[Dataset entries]
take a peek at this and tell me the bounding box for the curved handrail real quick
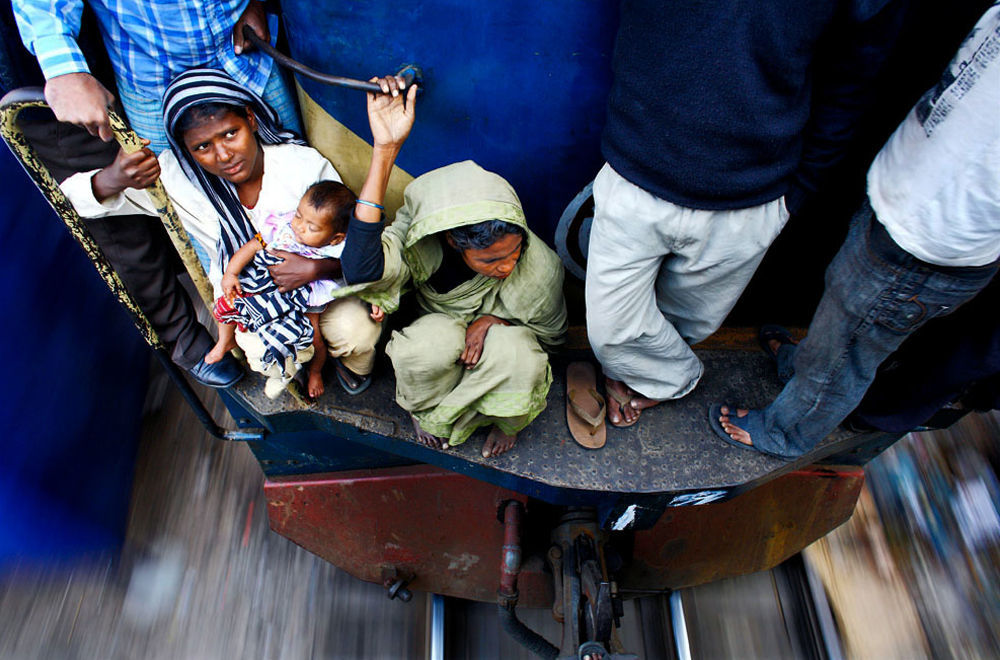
[242,26,422,94]
[0,88,165,349]
[0,88,214,308]
[0,88,251,440]
[105,108,215,308]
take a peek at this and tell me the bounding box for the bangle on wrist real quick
[356,199,385,210]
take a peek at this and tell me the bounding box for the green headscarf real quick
[341,161,567,347]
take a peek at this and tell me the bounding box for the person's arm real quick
[90,140,161,201]
[232,0,269,55]
[340,75,418,284]
[271,76,416,290]
[267,251,343,291]
[222,239,264,300]
[355,76,417,224]
[13,0,116,141]
[340,217,385,284]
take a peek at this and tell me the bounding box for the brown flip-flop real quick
[566,362,607,449]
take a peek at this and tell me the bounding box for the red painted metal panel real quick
[625,467,866,589]
[265,464,864,605]
[264,465,552,605]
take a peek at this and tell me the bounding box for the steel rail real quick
[429,594,445,660]
[669,591,692,660]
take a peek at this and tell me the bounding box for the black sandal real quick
[757,324,797,364]
[333,358,373,395]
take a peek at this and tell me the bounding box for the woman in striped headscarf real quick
[61,68,408,395]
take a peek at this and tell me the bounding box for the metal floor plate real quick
[228,346,885,499]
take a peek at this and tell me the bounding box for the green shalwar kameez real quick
[343,161,567,445]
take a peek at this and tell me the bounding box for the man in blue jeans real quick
[710,4,1000,460]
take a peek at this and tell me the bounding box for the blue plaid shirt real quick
[14,0,274,101]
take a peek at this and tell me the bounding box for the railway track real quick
[0,356,843,659]
[433,553,840,659]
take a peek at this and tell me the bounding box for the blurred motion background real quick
[2,123,998,656]
[2,0,998,655]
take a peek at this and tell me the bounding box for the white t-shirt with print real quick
[868,5,1000,267]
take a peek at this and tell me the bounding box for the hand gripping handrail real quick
[242,26,423,95]
[0,88,165,349]
[105,107,215,307]
[0,88,257,441]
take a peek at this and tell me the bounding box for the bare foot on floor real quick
[411,415,449,450]
[718,405,753,446]
[605,378,661,427]
[307,371,324,398]
[205,337,236,364]
[482,426,516,458]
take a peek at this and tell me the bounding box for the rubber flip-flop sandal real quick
[707,404,791,460]
[707,403,760,451]
[605,383,639,428]
[758,325,797,363]
[334,357,372,395]
[566,362,607,449]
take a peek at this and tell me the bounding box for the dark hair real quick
[447,219,526,252]
[174,102,249,140]
[304,180,357,234]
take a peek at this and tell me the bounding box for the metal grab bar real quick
[105,109,215,308]
[241,26,422,95]
[0,88,248,441]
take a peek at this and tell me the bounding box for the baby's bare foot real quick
[308,372,325,398]
[205,339,234,365]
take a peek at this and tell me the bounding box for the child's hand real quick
[222,272,243,302]
[369,304,385,323]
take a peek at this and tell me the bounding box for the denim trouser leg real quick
[775,344,796,384]
[755,204,998,458]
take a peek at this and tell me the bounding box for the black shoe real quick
[187,353,243,388]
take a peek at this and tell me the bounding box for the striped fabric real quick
[163,68,312,374]
[13,1,273,101]
[232,260,314,370]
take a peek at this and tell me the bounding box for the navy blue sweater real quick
[602,0,901,213]
[341,214,385,285]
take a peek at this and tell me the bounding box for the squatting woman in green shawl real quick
[343,155,567,457]
[385,161,567,457]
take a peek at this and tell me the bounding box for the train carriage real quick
[4,1,979,656]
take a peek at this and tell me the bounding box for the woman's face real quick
[181,107,263,185]
[453,232,524,279]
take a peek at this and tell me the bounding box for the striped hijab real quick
[162,69,313,373]
[162,68,305,265]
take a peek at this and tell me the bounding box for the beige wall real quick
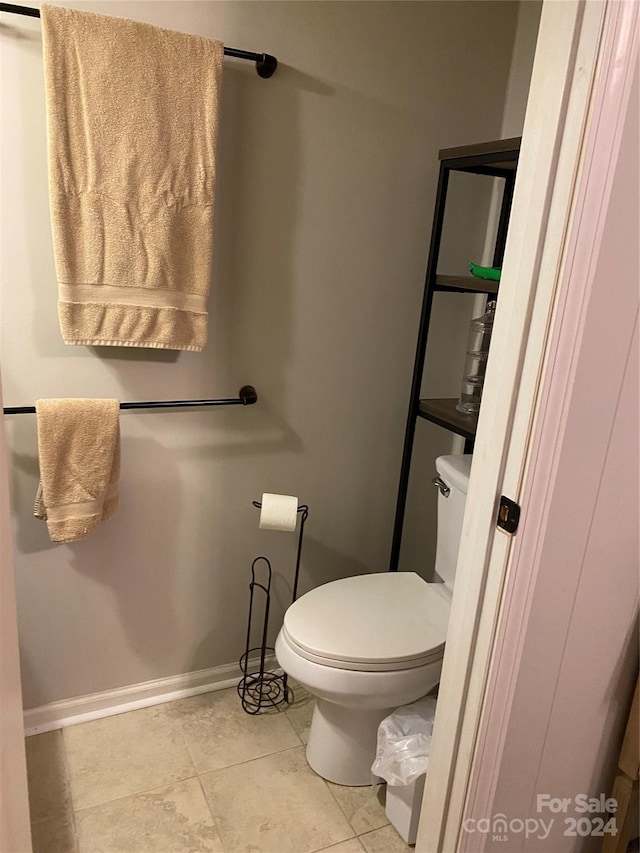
[0,1,520,708]
[398,0,541,576]
[501,0,543,138]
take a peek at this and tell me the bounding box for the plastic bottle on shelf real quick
[456,300,496,415]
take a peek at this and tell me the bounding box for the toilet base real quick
[306,698,393,786]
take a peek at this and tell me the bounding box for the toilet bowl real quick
[275,573,449,785]
[275,454,472,786]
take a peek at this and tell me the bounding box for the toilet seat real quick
[282,572,450,672]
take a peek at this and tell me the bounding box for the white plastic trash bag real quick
[371,697,437,786]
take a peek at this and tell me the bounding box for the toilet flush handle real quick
[432,477,450,498]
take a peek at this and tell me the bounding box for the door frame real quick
[462,0,638,840]
[0,375,32,852]
[415,1,625,849]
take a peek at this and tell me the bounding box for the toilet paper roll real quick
[259,493,298,532]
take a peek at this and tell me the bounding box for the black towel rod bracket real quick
[0,3,278,78]
[3,385,258,415]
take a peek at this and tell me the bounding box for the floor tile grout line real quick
[57,726,81,853]
[168,685,306,764]
[265,685,308,743]
[196,742,306,779]
[284,712,306,746]
[30,694,395,853]
[168,700,202,781]
[196,742,359,853]
[309,834,365,853]
[284,685,315,745]
[61,690,304,814]
[71,772,201,815]
[322,777,391,839]
[48,687,394,849]
[65,700,198,815]
[357,824,409,851]
[194,773,229,853]
[323,777,360,836]
[284,705,309,746]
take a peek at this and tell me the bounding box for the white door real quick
[0,376,32,852]
[416,1,639,850]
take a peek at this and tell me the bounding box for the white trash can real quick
[386,773,427,844]
[371,697,437,845]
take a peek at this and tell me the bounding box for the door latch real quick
[497,496,520,534]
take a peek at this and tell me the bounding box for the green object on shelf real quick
[469,262,501,282]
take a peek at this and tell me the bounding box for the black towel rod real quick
[0,3,278,77]
[3,385,258,414]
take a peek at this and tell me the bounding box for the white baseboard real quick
[24,656,278,736]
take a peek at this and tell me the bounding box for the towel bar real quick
[0,3,278,77]
[3,385,258,415]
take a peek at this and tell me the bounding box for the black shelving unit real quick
[389,137,521,572]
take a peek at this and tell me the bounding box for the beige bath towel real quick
[41,5,224,351]
[34,399,121,543]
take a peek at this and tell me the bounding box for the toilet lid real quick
[283,572,450,672]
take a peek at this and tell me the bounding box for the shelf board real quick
[417,398,478,440]
[435,274,499,295]
[438,137,521,175]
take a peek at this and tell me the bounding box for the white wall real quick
[0,0,520,709]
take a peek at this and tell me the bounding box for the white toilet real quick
[275,454,472,786]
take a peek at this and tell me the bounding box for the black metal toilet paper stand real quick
[237,502,308,714]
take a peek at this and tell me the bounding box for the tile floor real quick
[26,684,412,853]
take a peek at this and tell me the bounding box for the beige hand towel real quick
[34,399,120,543]
[41,5,224,351]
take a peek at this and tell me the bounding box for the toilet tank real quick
[434,455,473,590]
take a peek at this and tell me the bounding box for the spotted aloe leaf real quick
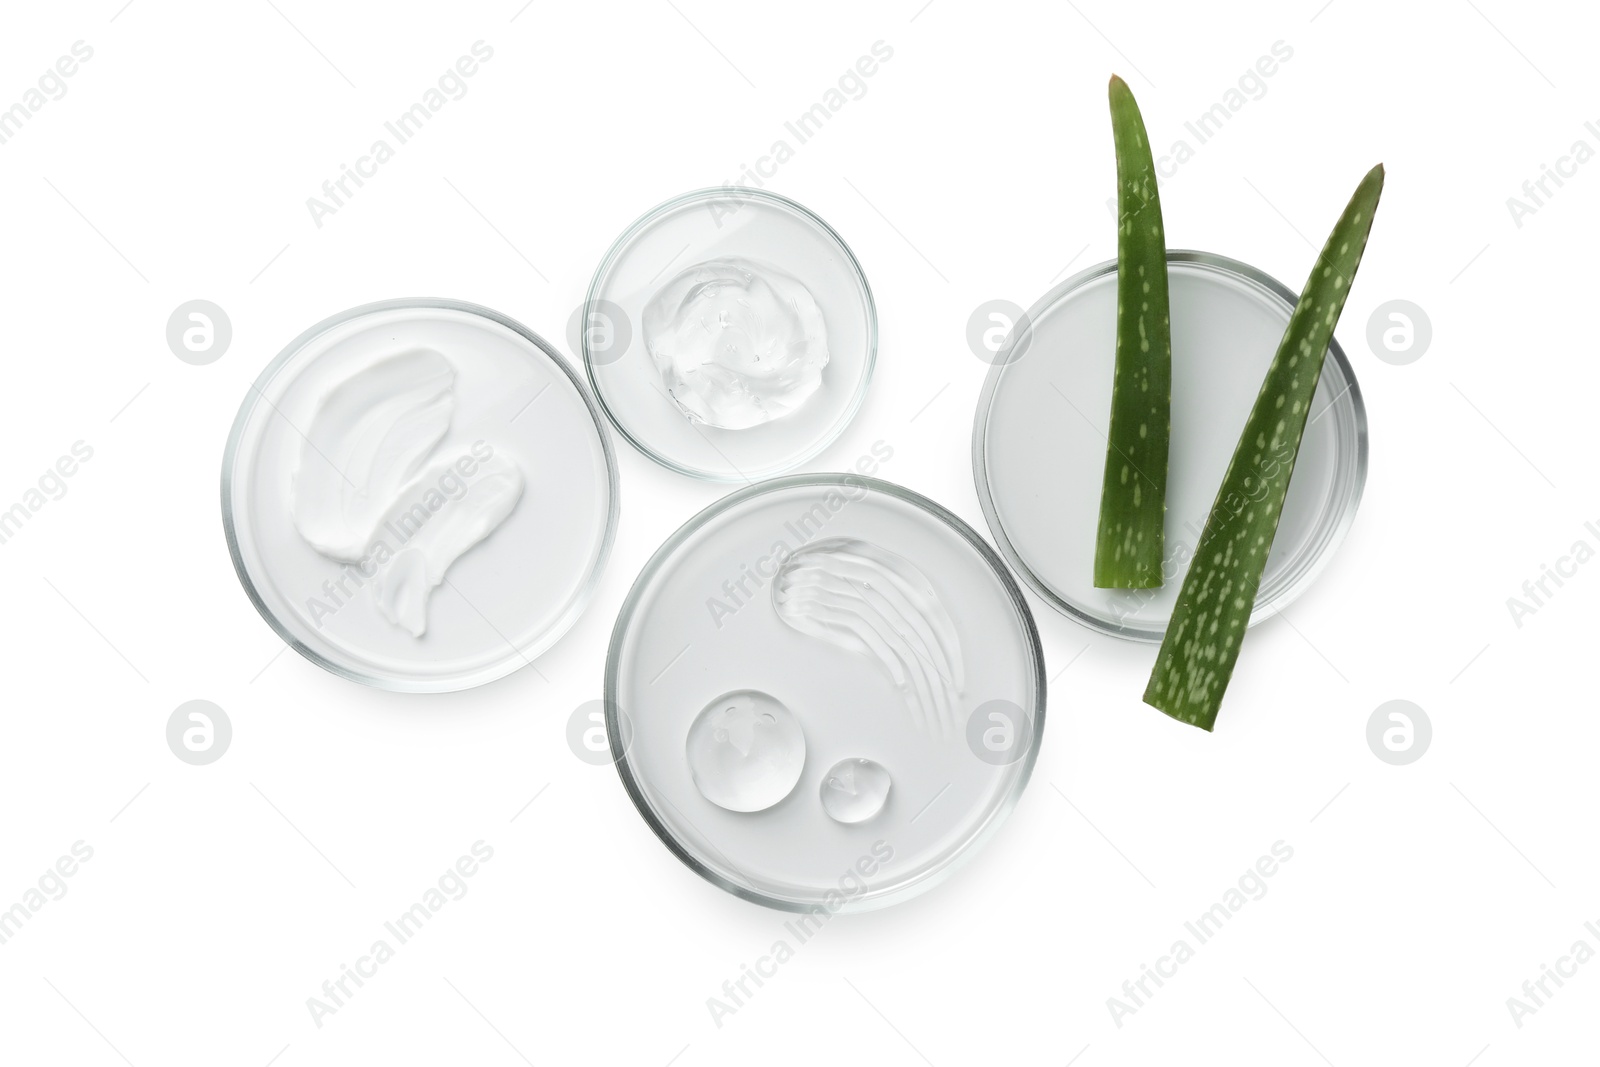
[1144,164,1385,730]
[1095,75,1172,589]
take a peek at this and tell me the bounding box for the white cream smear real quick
[290,349,524,637]
[642,256,829,429]
[772,537,965,736]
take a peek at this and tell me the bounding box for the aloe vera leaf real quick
[1094,75,1172,589]
[1144,164,1385,730]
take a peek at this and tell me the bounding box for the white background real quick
[1,1,1595,1064]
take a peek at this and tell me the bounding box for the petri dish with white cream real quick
[582,188,877,481]
[605,474,1045,911]
[973,251,1368,641]
[223,298,618,692]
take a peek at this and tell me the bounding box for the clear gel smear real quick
[772,537,964,737]
[288,349,525,638]
[642,257,829,430]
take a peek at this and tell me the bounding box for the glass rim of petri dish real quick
[221,296,621,692]
[582,186,879,482]
[971,249,1369,643]
[603,472,1048,913]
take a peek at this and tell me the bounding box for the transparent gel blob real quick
[685,690,807,812]
[641,256,829,430]
[820,758,892,824]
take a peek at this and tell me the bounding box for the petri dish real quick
[605,474,1046,912]
[582,188,877,481]
[973,250,1367,641]
[223,298,619,692]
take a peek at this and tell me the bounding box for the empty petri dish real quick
[605,474,1045,912]
[974,251,1367,641]
[582,188,877,481]
[223,298,618,692]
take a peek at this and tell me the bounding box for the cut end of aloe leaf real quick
[1093,74,1172,590]
[1143,164,1385,731]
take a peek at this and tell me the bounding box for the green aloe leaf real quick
[1144,163,1385,730]
[1095,75,1172,589]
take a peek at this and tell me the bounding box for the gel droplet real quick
[642,257,829,429]
[820,758,892,824]
[685,690,806,812]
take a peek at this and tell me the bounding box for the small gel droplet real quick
[820,758,891,824]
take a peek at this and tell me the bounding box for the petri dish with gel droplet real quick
[605,474,1045,912]
[222,298,619,692]
[582,188,877,481]
[973,251,1367,641]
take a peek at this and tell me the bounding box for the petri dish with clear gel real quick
[605,474,1045,912]
[582,188,877,481]
[973,250,1368,641]
[223,298,619,692]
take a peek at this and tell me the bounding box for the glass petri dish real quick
[605,474,1046,912]
[222,298,619,692]
[582,188,877,481]
[973,250,1367,641]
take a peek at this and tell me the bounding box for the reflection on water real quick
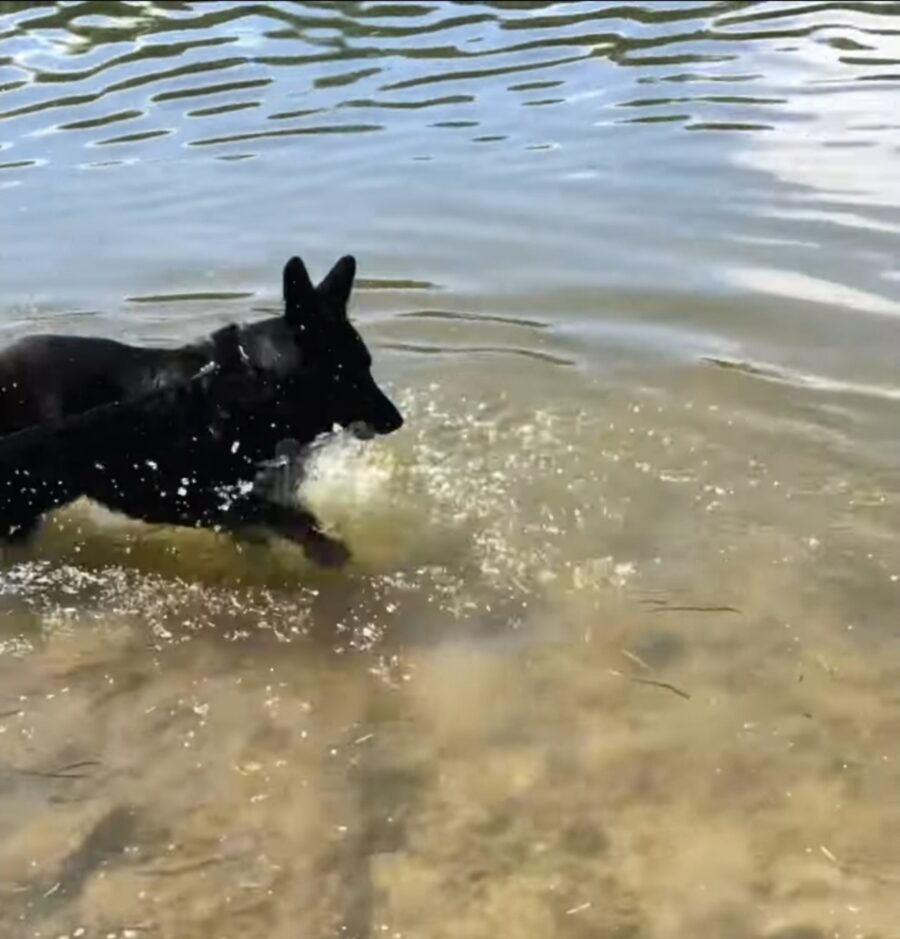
[1,2,900,937]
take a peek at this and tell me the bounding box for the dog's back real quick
[0,326,267,535]
[0,334,211,435]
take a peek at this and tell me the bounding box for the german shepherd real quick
[0,256,403,566]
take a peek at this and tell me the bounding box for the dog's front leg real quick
[226,495,350,568]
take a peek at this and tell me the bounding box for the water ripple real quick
[0,0,897,372]
[0,0,895,165]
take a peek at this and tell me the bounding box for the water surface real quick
[1,2,900,938]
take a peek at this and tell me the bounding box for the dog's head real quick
[279,255,403,439]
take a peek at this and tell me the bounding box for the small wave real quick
[705,356,900,402]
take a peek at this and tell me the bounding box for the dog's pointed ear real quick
[316,255,356,312]
[283,256,317,325]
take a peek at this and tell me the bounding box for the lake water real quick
[1,2,899,937]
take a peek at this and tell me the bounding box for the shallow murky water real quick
[1,2,900,937]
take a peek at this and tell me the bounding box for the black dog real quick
[0,256,403,565]
[0,255,399,435]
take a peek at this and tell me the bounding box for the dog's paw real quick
[306,534,350,569]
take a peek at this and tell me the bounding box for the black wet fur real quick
[0,256,403,566]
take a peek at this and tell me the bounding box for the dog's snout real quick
[373,398,403,435]
[356,375,403,436]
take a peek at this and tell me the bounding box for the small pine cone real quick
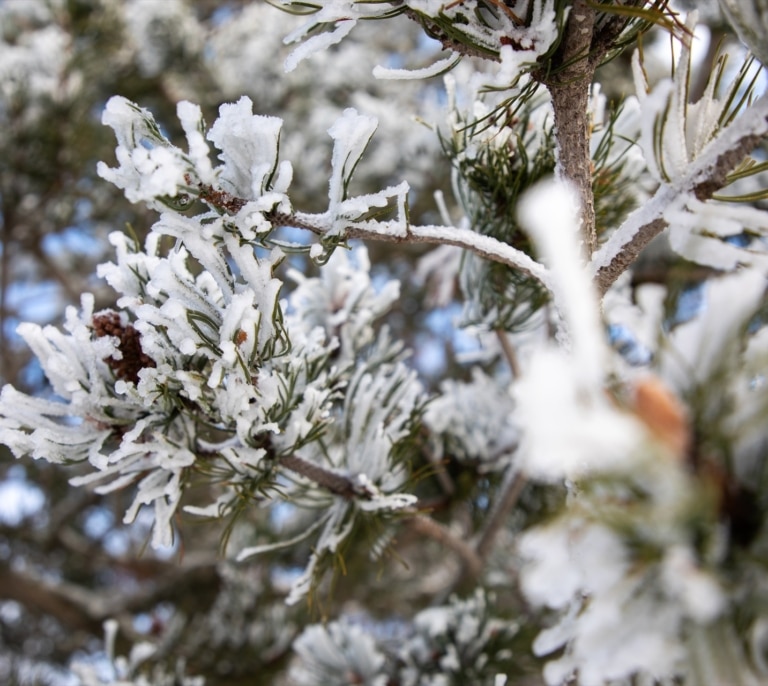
[92,311,156,384]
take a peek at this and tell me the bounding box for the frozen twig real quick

Problem requirements: Extract only the lines from the one that contains "pointed ear real quick" through the end of the records, inclusive, and omit every picture.

Reply to the exercise:
take a peek at this and tell me the bounding box for the dog's pointed ear real quick
[316,255,356,312]
[283,256,317,325]
take a peek at this and tell me the bounding box for the lake water real quick
[1,2,899,937]
take a peek at this and tell me the bounding box for the shallow murky water real quick
[1,2,900,937]
take a peek at this and tell me the bounding box for the black dog real quick
[0,256,403,565]
[0,255,399,435]
take a peek at this and tell me the bounding box for the dog's paw real quick
[306,534,350,569]
take a peek at this and tell me the bounding box for the black wet fur real quick
[0,256,403,566]
take a peek at this and tell me the bounding box for the dog's snout real quick
[373,398,403,435]
[356,375,403,436]
take a peek at this and tell me the bounding box for the small pine cone real quick
[92,311,156,384]
take a peek at this and tell me the bounding box for the frozen twig real quick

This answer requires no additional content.